## AIM OF THE TASK
Pictures stay out of your copy, but everything else in the records below must be repeated exactly.

## RECORDS SHOWN
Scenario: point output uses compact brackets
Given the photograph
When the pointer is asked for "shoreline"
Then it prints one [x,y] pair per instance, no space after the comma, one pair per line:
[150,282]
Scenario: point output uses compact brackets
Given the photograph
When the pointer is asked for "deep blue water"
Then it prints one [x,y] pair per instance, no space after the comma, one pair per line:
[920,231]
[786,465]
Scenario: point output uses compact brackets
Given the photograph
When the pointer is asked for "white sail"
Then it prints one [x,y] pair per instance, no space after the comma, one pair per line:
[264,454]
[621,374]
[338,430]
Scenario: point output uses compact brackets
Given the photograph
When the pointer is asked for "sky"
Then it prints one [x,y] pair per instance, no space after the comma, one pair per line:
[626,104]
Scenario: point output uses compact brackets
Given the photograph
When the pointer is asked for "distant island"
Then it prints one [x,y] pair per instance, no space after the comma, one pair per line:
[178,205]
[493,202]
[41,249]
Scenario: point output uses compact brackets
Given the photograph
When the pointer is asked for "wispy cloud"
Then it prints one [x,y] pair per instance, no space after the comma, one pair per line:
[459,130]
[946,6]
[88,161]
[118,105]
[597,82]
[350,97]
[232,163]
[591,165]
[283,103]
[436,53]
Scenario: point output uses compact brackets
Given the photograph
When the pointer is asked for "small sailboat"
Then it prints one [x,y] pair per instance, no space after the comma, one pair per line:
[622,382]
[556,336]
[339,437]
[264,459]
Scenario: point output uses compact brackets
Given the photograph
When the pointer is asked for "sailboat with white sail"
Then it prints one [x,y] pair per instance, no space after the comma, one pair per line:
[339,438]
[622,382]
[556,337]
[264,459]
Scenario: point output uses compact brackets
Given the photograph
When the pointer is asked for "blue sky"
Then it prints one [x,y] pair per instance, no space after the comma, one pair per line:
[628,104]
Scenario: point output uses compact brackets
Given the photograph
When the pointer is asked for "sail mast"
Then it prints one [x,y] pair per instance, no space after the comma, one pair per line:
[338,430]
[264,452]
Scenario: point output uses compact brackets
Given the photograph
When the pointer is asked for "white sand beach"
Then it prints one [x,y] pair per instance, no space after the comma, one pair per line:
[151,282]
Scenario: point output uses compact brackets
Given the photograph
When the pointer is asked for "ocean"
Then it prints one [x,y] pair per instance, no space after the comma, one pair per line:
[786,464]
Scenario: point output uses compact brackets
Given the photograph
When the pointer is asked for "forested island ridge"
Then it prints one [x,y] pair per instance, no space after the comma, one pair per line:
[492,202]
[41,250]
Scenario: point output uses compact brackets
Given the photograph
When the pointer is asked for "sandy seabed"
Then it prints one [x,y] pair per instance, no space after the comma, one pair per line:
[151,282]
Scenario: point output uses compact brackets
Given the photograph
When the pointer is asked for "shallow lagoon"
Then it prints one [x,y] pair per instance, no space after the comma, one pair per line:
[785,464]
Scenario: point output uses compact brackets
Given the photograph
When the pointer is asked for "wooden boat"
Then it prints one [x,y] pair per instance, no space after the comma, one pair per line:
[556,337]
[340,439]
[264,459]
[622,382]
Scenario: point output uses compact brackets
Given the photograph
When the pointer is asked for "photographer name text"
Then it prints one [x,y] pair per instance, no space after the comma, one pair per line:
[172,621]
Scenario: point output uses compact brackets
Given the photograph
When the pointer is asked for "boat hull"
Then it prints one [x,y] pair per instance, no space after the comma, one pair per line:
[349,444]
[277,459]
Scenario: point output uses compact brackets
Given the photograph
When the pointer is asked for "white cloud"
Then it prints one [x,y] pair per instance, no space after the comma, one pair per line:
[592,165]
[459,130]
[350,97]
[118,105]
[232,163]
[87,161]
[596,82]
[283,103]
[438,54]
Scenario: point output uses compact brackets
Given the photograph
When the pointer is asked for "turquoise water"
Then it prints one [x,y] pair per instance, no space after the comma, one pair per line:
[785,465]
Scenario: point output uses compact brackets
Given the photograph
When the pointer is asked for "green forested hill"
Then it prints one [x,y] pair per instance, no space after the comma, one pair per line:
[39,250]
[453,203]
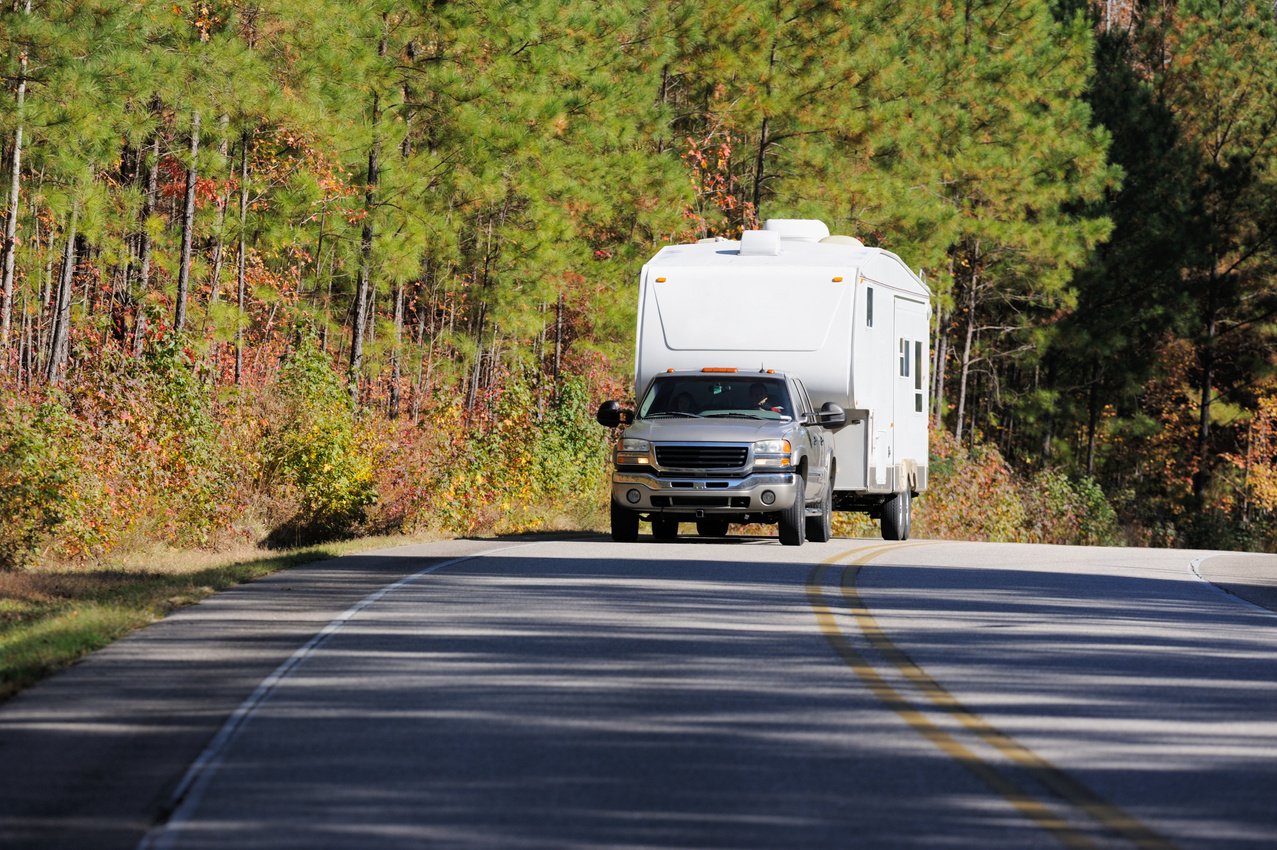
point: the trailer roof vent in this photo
(806, 230)
(842, 240)
(760, 243)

## THE COMPLETED TASK
Scenario: point output uses compact brackets
Given the photograph
When the pointer is asked for "shoreline"
Then it prints one [x,y] pair per instance, no space after the comma, one pair per line:
[150,282]
Scenario: point output uses compact brackets
Given the photograph
When the pointer is asked for "deep blue water"
Then it prints one [x,y] pair per instance, no space after the comma, one pair per line:
[920,231]
[786,465]
Scenario: point output uses compact brackets
Given the photograph
When the pointer is asked for "white sail"
Then it prints one [x,y] pair per instance, no space after the comma, one pair per line:
[264,454]
[621,374]
[338,430]
Scenario: point output uses compact brackets
Given the photograph
When the pointer is asked for "sky"
Then it prints one [x,y] pair per instance, no space after the comma, one pair per line:
[626,104]
Scenario: point output uses compact brackets
Given the photograph
When the pointer is asked for "distant island"
Then it prints one [x,y] pair per instance, no space after the comma, one pair per line:
[178,205]
[493,202]
[41,249]
Scenario: point output uses compact brackets
Given the photograph
When the pointer is asked for "wispy cloud"
Then it prints one [x,y] pair per instance, no space after the comma, one pair per line:
[459,130]
[946,6]
[88,161]
[118,105]
[597,82]
[350,97]
[232,163]
[591,165]
[283,103]
[436,53]
Scenario: point output uses compact brackets
Given the photograph
When the pointer is asked for "small sailboat"
Then it prints one [x,y] pair per instance, no space after the comma, one pair per line:
[622,382]
[556,336]
[339,437]
[264,459]
Scenario: point output uses compact brackets
Given the photograph
When the pointer is asked for "sailboat with white sail"
Then it prints one [x,y] pair per instance, no space after the comma, one pair per line:
[339,438]
[622,382]
[556,337]
[264,459]
Scenario: point output uses compact brackets
Given the photograph
When the pointer is asked for "blue sky"
Then it prints one [x,y] pair per instance, no space after the comma, one pair per line:
[628,104]
Scenario: point output uses compact brackets
Given the photograph
When the pointer is asked for "sail mast"
Then it prints one [x,y] pair per instance, no space after the comma, one pair per line:
[338,430]
[264,452]
Scenario: point output uses compact brackets
Given the photograph
When the pointer is asked for "white sand beach"
Then it prints one [x,y] pair per instance, no space after the comma, one pair per line:
[151,282]
Scenario: point output uses compact brackets
Given the photograph
When the pointer is asked for "ocean"
Then it prints one [x,y] pair per instance, no space after the comma, one pair per line:
[786,464]
Scenario: point output uses compact brackets
Given the photograph
When the pointer is asked for "forested island ridge"
Then it prints one [x,y] pair per instance, no space after the comma, one pair per line:
[492,202]
[41,250]
Scenario: point output uses compact brackets
Given the photograph
When the pointer is asked for "sandy seabed"
Then it prints one [x,y] pair per instance, no space after the comma, one pair per line:
[151,282]
Scenario: point output uses compact brackets
Given the photograph
When the pointer is asked for "shallow lagoon"
Then it prints one [x,y] pair per instance, no space after the comma, one pair per line:
[785,464]
Scenario: point output uses compact brackets
Given the photograph
When the pointer is asked for "wooden boat"
Then it prints one [x,y] pair per instance, no space after the comma, one pair per line:
[556,337]
[340,439]
[264,459]
[622,382]
Scenario: point output uses compact brackets
Given the photograph
When the pointer is asked for "photographer name text"
Then it prints one [x,y] pair per instance, no space after the comma, one pair per line:
[172,621]
Scenario: point output uses compact brackets
Given the photograph
When the pointer is asked for "boat hull"
Then it prints one [x,y] pair per instance, no space after the comma, one pair per line:
[349,444]
[277,459]
Scenario: point output uses compact brackets
Given the photograph
When the pointer is asked for "white cloud"
Then it prints one [x,y] pair per instance, no space after the comma, one pair per line:
[592,165]
[459,130]
[350,97]
[118,105]
[232,163]
[87,161]
[596,82]
[283,103]
[438,54]
Scenario: point output uses compact brackets
Given the photograph
When the pointer is asked for "turquoise water"
Then it prints one [x,y] pair per instance, no space after the comma, one pair per line:
[785,465]
Scenario: point output uses compact brackets
Given the photograph
When the pointer is asked for "green forested hill"
Then it prints one [x,y] pair per instance, no space after the comma, one pair per line:
[39,250]
[453,203]
point: the trailer roof vent in this photo
(806, 230)
(842, 240)
(760, 243)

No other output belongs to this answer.